> TESTO DI PARTENZA:

AVVENIMENTI
Bolivia e Sudamerica: quale via?
Nella Bolivia dei movimenti sociali di base la presa di coscienza di
classe sta bruciando le tappe costruendo un importante processo di
transizione al socialismo
di
Enrico Campofreda
Luciano Vasapollo, docente di Economia Applicata della Facoltà di
Filosofia presso “La Sapienza” e direttore scientifico del Centro
Studi di Trasformazione Economico-sociale, ha partecipato nella
veste di Osservatore internazionale alle verifiche sulle elezioni
boliviane del 6 dicembre scorso che hanno ribadito la fiducia
popolare a Evo Morales con un plebiscitario 63% dei suffragi.
D.: Era dal 1964 che un
politico boliviano non riceveva dalle urne un secondo mandato. Si è
svolto tutto con regolarità e cosa rappresenta questo voto
Professore ?

> ESTRATTO DATI:
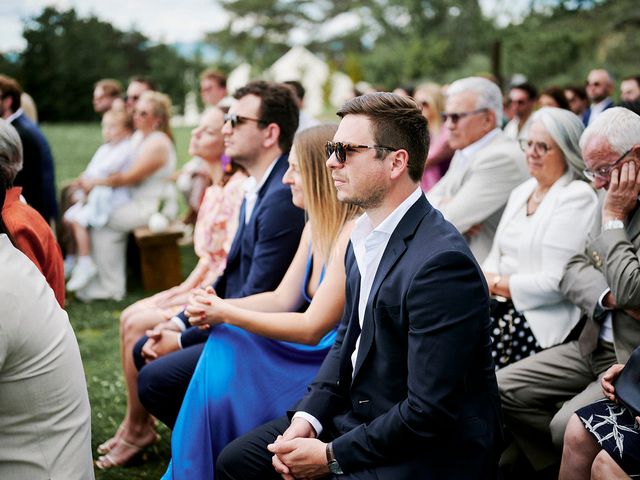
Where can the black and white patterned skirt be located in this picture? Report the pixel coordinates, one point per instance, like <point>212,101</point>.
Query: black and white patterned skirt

> CONSEGNA ESERCIZIO:
Riporta il passo dell'articolo sulla Bolivia che inizia dalle parole "AVVENIMENTI" e si chiude dopo "63% dei suffragi.", sostituendo "Osservatore internazionale" con "Osservatore indipendente". Per lo svolgimento ci si basi esclusivamente sul testo.

> RISPOSTA COMPLETA:
AVVENIMENTI
Bolivia e Sudamerica: quale via?
Nella Bolivia dei movimenti sociali di base la presa di coscienza di
classe sta bruciando le tappe costruendo un importante processo di
transizione al socialismo
di
Enrico Campofreda
Luciano Vasapollo, docente di Economia Applicata della Facoltà di
Filosofia presso “La Sapienza” e direttore scientifico del Centro
Studi di Trasformazione Economico-sociale, ha partecipato nella
veste di Osservatore indipendente alle verifiche sulle elezioni
boliviane del 6 dicembre scorso che hanno ribadito la fiducia
popolare a Evo Morales con un plebiscitario 63% dei suffragi.